▶ _RECORD LIST_
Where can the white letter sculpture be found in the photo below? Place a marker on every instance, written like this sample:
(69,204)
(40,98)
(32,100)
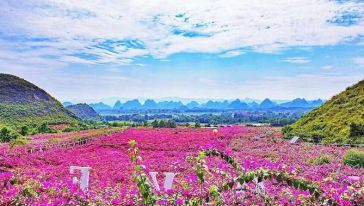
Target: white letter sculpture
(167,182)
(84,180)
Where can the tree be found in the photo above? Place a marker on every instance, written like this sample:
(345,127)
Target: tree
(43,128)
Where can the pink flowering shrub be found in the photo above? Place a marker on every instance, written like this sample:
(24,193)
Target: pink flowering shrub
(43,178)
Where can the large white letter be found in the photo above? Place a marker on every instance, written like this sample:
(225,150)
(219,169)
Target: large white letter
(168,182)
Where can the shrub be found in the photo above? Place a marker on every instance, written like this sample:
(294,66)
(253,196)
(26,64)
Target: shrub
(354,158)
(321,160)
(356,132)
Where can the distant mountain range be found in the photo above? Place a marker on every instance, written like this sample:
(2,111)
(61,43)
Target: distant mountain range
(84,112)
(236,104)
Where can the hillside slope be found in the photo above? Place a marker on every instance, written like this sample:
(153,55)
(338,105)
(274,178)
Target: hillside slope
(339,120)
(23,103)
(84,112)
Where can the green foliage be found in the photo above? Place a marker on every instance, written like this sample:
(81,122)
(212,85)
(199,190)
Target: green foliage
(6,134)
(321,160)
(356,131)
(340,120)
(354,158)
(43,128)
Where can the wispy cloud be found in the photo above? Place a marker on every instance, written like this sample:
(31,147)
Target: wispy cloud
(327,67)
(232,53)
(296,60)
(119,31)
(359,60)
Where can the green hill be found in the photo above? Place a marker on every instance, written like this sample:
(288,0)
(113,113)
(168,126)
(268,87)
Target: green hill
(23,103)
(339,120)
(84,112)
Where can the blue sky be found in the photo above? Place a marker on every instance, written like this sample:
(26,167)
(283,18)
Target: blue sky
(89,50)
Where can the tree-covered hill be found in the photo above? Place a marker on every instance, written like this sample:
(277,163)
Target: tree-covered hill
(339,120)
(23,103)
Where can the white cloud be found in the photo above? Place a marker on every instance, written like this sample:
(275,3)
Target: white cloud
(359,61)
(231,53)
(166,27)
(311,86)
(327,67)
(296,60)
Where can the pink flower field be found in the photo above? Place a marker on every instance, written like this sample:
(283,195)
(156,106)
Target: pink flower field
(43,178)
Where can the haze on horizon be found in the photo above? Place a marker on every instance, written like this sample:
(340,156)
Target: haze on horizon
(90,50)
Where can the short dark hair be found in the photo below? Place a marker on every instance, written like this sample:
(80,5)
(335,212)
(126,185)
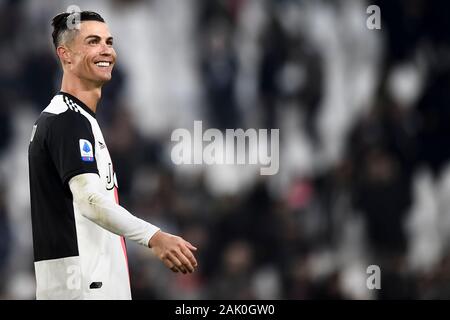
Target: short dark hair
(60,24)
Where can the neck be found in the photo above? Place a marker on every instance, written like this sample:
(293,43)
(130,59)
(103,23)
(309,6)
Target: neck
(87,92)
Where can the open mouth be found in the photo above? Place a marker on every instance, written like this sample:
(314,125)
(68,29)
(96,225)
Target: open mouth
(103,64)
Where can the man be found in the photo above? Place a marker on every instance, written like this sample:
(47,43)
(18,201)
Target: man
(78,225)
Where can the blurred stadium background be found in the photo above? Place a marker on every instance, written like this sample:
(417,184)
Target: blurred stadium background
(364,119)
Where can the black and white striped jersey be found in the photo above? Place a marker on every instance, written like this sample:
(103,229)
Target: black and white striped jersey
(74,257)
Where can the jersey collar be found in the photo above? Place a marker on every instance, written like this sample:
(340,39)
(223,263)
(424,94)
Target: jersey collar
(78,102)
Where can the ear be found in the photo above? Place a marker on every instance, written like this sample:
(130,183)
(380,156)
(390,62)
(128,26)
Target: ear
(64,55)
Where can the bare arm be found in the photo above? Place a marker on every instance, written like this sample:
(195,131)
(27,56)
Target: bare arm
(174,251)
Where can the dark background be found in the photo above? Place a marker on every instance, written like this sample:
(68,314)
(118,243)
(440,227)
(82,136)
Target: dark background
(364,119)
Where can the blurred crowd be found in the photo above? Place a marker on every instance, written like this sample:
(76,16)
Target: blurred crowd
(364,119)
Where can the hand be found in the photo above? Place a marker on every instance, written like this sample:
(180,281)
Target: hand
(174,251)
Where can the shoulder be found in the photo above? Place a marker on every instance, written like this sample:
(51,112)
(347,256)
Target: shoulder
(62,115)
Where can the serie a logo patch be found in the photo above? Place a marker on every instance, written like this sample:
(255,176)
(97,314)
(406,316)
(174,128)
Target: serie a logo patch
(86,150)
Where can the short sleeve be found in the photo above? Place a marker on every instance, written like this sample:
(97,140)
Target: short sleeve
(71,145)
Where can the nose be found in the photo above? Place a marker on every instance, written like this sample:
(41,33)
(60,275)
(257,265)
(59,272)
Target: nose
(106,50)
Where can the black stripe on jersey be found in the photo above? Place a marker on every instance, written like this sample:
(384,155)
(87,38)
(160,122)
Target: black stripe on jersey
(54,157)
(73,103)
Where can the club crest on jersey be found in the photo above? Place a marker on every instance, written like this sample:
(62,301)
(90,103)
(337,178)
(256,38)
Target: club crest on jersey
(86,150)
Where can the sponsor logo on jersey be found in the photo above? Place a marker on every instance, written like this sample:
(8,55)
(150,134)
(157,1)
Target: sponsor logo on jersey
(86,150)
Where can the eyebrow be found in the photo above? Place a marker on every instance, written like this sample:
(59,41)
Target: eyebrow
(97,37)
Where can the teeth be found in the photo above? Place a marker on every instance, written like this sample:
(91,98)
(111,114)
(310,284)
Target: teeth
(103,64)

▶ _WHAT TO DO_
Output all the records, word for word, with no pictures in the copy.

▶ _ANSWER FOR THIS EXERCISE_
Where can the white letter sculpture be found in the photo below? Place a marker on every instance, written like this sample:
(69,204)
(40,98)
(32,100)
Target: white letter sculpture
(167,182)
(84,180)
Where can the tree be found in the photo above? Place a marker on every instance, written like this sample:
(345,127)
Target: tree
(43,128)
Where can the pink flowering shrub be found in the photo above? Place a marker on every instance, written like this sample:
(24,193)
Target: pink flowering shrub
(43,178)
Where can the large white letter be found in the photo above? Place a marker on every instance, written like this sample:
(225,150)
(219,169)
Target: large white letter
(168,182)
Where can the shrub be found in the photo above? Place a marker on every instance, written like this sample:
(294,66)
(253,196)
(26,64)
Target: shrub
(354,158)
(321,160)
(356,132)
Where can the distant mountain range be found in the photo above? Place a marker on every instance, written like this sample:
(2,111)
(61,43)
Target: distant mountain range
(84,112)
(236,104)
Where can the hillside slope be found in the photo above? Place a marker on every instance, written like this sample:
(153,55)
(338,105)
(274,178)
Target: hillside slope
(339,120)
(23,103)
(84,112)
Where can the green foliage be found in the photo above? Place a marker on every instance, written like this sample:
(81,122)
(212,85)
(199,190)
Target: green foliage
(6,134)
(321,160)
(356,131)
(340,120)
(354,158)
(43,128)
Where can the wispy cloud be found in the photo above? Place a marker on every instance, written like this sample:
(31,147)
Target: wispy cloud
(327,67)
(232,53)
(296,60)
(119,31)
(359,60)
Where can the green hill be found in the photo above? Place a marker on every instance, written like this sample:
(288,0)
(113,113)
(168,126)
(268,87)
Target: green hill
(23,103)
(339,120)
(84,112)
Where can the blue sky be found in the photo above? Place a marker on every instance, written like this sample:
(26,167)
(283,18)
Target: blue sky
(89,50)
Where can the tree-covered hill be found in the photo above? Place a marker on every instance, written like this sample:
(277,163)
Target: tree-covered hill
(339,120)
(23,103)
Where can the white cloud be found in the photo above? Place a marker on every instance, written like this sample:
(275,3)
Target: white cloud
(359,61)
(231,53)
(166,27)
(311,86)
(327,67)
(296,60)
Where can the pink flower field be found in the photo above? Place a marker on every instance, written like this sample:
(283,195)
(156,106)
Target: pink flower field
(43,178)
Where can the haze on horizon be found in the photo above? Place a marker on every instance, written like this sample:
(340,156)
Target: haze on horizon
(90,50)
Where can the short dark hair be found in the photo below? Place a marker on every instance, written like this sample:
(80,5)
(335,212)
(126,185)
Target: short dark hair
(60,24)
Where can the neck be found in the photo above? Place a marker on every instance, written like this sample:
(293,43)
(130,59)
(103,23)
(309,6)
Target: neck
(87,92)
Where can the open mouth be found in the photo above? Place a marker on every instance, written like this sample:
(314,125)
(68,29)
(96,225)
Target: open mouth
(103,64)
Where can the man be found in the photo above? Place a marker on every instance, written like this sample:
(47,43)
(18,201)
Target: man
(78,225)
Where can the blurred stadium background be found in the photo above? Place a marker on every instance, written like this sample:
(417,184)
Target: blurred stadium background
(364,119)
Where can the black and white striped jersey be found in the photo above? Place a marker on every instance, written like this sample:
(103,229)
Target: black and white striped jersey
(74,257)
Where can the jersey collar be found in the photo above? Place a marker on every instance, written like this sample:
(340,39)
(223,263)
(424,94)
Target: jersey collar
(78,102)
Where can the ear be found in the photo above? Place a marker on every instance, written like this sample:
(130,183)
(380,156)
(390,62)
(128,26)
Target: ear
(64,55)
Where can the bare arm be found in the photo above? Place a marker on every instance, written like this sample:
(195,131)
(27,56)
Target: bare arm
(174,251)
Where can the dark background be found in the photo above? Place a marker on every instance, written like this sample:
(68,314)
(118,243)
(440,227)
(82,136)
Target: dark background
(364,119)
Where can the blurred crowd be found in the photo above? Place a marker on every instance, written like this sample:
(76,16)
Target: blurred crowd
(364,119)
Where can the hand be found in the photo above? Place a marker on every instance, written like this sample:
(180,281)
Target: hand
(174,251)
Where can the shoulder be found in the photo above? Place a marker on every instance, written like this sample:
(51,112)
(347,256)
Target: shoulder
(62,115)
Where can the serie a logo patch be found in the photo above? Place a marker on every instance, written like this sample:
(255,176)
(97,314)
(406,316)
(174,128)
Target: serie a logo patch
(86,150)
Where can the short sleeve be found in the photo above? Place a marker on every instance, written like this sample:
(97,140)
Target: short sleeve
(71,145)
Where can the nose be found in the photo above? Place a marker on every instance, written like this sample:
(41,33)
(60,275)
(257,265)
(59,272)
Target: nose
(106,50)
Where can the black stripe on jersey be found in the photo above? Place a marker on every instance, written like this sample:
(384,155)
(87,38)
(160,122)
Target: black stripe on jersey
(54,157)
(73,103)
Where can the club crest on jersey be found in the photo above? Place a marker on every instance, written like this sample:
(62,301)
(90,103)
(337,178)
(256,38)
Target: club crest on jersey
(86,150)
Where can the sponsor logo on jersey be found in the photo above? Place a marker on every instance, written like this sample:
(8,55)
(150,134)
(157,1)
Target: sponsor logo on jersey
(86,150)
Where can the eyebrow be found in the photo above? Place a marker on every instance, written like this sample:
(59,41)
Target: eyebrow
(97,37)
Where can the teeth be found in the photo above? Place a marker on every instance, written like this sample:
(91,98)
(111,114)
(310,284)
Target: teeth
(103,64)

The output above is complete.